● **Given problem 1**
In the essay on skyscrapers, what building height is named as the best one?
● **Given problem 2**
Write the next part of the essay on skyscrapers, starting after its last sentence.

And I'm confident that Ed Glaeser and his acolytes will be disappointed with how it all works out, too. We are entering a capital-scarce, energy-scarce future. The skyscraper is already obsolete and the architects and academic economists remain tragically clueless about it.

Oddly, the main reason we're done with skyscrapers is not because of the electric issues or heating-cooling issues per se, but because they will never be renovated! They are one-generation buildings. We will not have the capital to renovate them - and all buildings eventually require renovation! We likely won't have the fabricated modular materials they require, either - everything from the manufactured sheet-rock to the silicon gaskets and sealers needed to keep the glass curtain walls attached.

You cannot have a city of buildings unavailable for and unsuited for adaptive re-use. This final exuberant generation of skyscrapers built the past few decades - including the mis-named "green" skyscrapers - may be considered the architectural expression of the final cheap oil blow-off.

From now on, we need desperately to tone down our grandiosity. We will discover to our dismay that all these skyscrapers - amazing feats that they might be - are liabilities, not assets. Our cities are going to contract a lot and the process will be painful in terms of lost notional wealth (and probably other ways, too). They have attained a scale that is inconsistent with the economic and energy realities of the future. The optimum building height, we will re-discover, is the number of stories most healthy people can comfortably walk up.

● **Given entries**

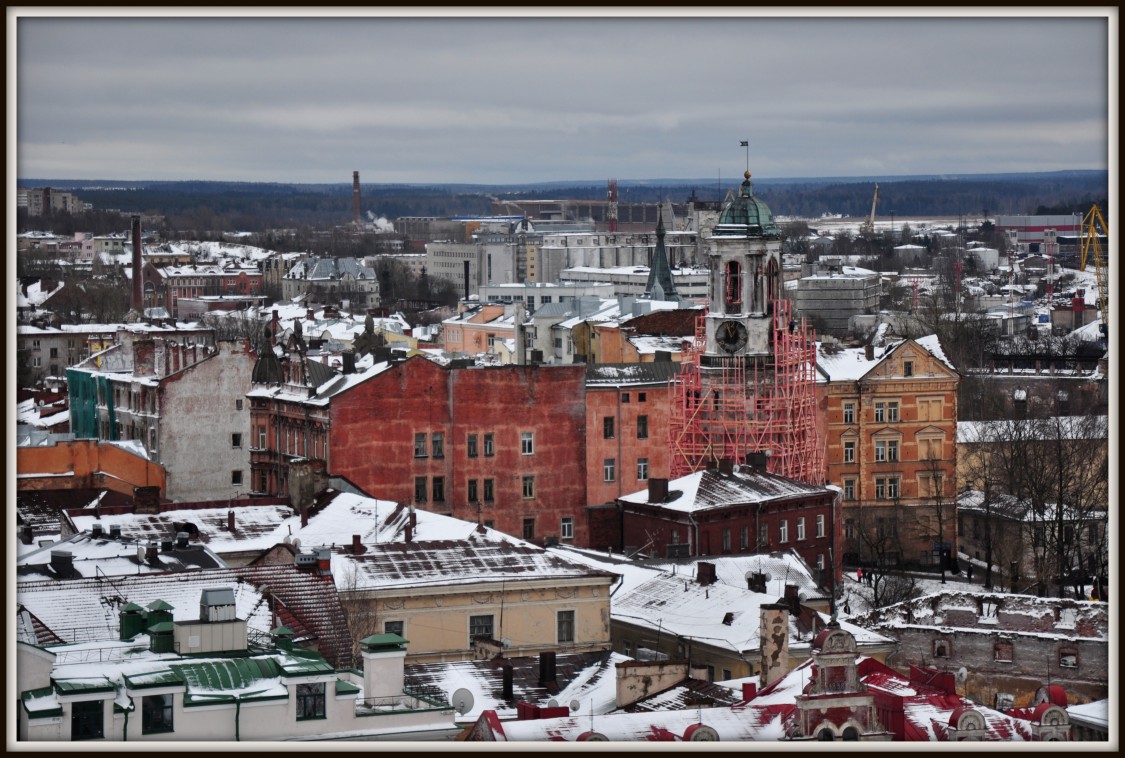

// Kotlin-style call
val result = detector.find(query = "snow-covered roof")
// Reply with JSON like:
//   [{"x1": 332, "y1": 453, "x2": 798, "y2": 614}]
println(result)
[{"x1": 618, "y1": 466, "x2": 828, "y2": 513}]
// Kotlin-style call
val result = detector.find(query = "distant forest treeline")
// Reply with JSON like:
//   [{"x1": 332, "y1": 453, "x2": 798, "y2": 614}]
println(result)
[{"x1": 18, "y1": 171, "x2": 1108, "y2": 234}]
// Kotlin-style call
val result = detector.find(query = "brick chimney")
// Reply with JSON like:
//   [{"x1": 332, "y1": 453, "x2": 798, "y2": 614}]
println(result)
[
  {"x1": 695, "y1": 561, "x2": 716, "y2": 587},
  {"x1": 758, "y1": 603, "x2": 789, "y2": 689},
  {"x1": 539, "y1": 650, "x2": 556, "y2": 685}
]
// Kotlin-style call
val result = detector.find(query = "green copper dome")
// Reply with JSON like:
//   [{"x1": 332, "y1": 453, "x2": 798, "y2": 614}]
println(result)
[{"x1": 712, "y1": 171, "x2": 781, "y2": 237}]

● **Output 1**
The number of stories most healthy people can comfortably walk up.

● **Output 2**
Q. Is "smart growth" the antidote to sprawl, or just a developer's disingenuous oxymoron?

A. "Smart growth" started as a polemical retort to the "dumb" growth of suburban sprawl. It happened that dumb growth was utterly entrenched in all our local land-use laws, and in the sectors that served them - especially the construction trades and our lending practices. The zoning laws mandated a car-dependent outcome, and the builders furnished it, exactly as specified.

By the way, it's important to understand that suburbia was not dreamed up by the devil or any of his agents among us. It just seemed like a good idea in the America of the 20th century. We had the material and capital resources to build this empire of comfort and convenience, so we did. And all this implies a powerful cultural consensus - a broad agreement that this way of living is okay.

Eventually, of course, it became embedded in our national identity as a late incarnation of the American Dream. All well and good - and over! Because our circumstances have changed drastically now. We face the awful predicament of peak oil, and the global contest over the world's remaining resources, and reality is telling us very loudly that we have to live differently - we have to get a new American Dream.

The resistance to this is ferocious, not because Americans are particularly dumb or wicked, but because of the massive investments we have already made in these suburban infrastructures for daily living. We can't accept the scary mandates of reality, or begin the process of letting go.

Smart growth was a strategy undertaken by the New Urbanist reformers to offer an alternative template for land development in America - one based on the traditional walkable neighborhood. The New Urbanists were superbly skilled at drawing up clear graphical codes that might be used to replace the suburban codes around the country. The term "smart" growth was intended to be a selling point - though, unfortunately it often offended the very people it was aimed at by making their own codes look dumb...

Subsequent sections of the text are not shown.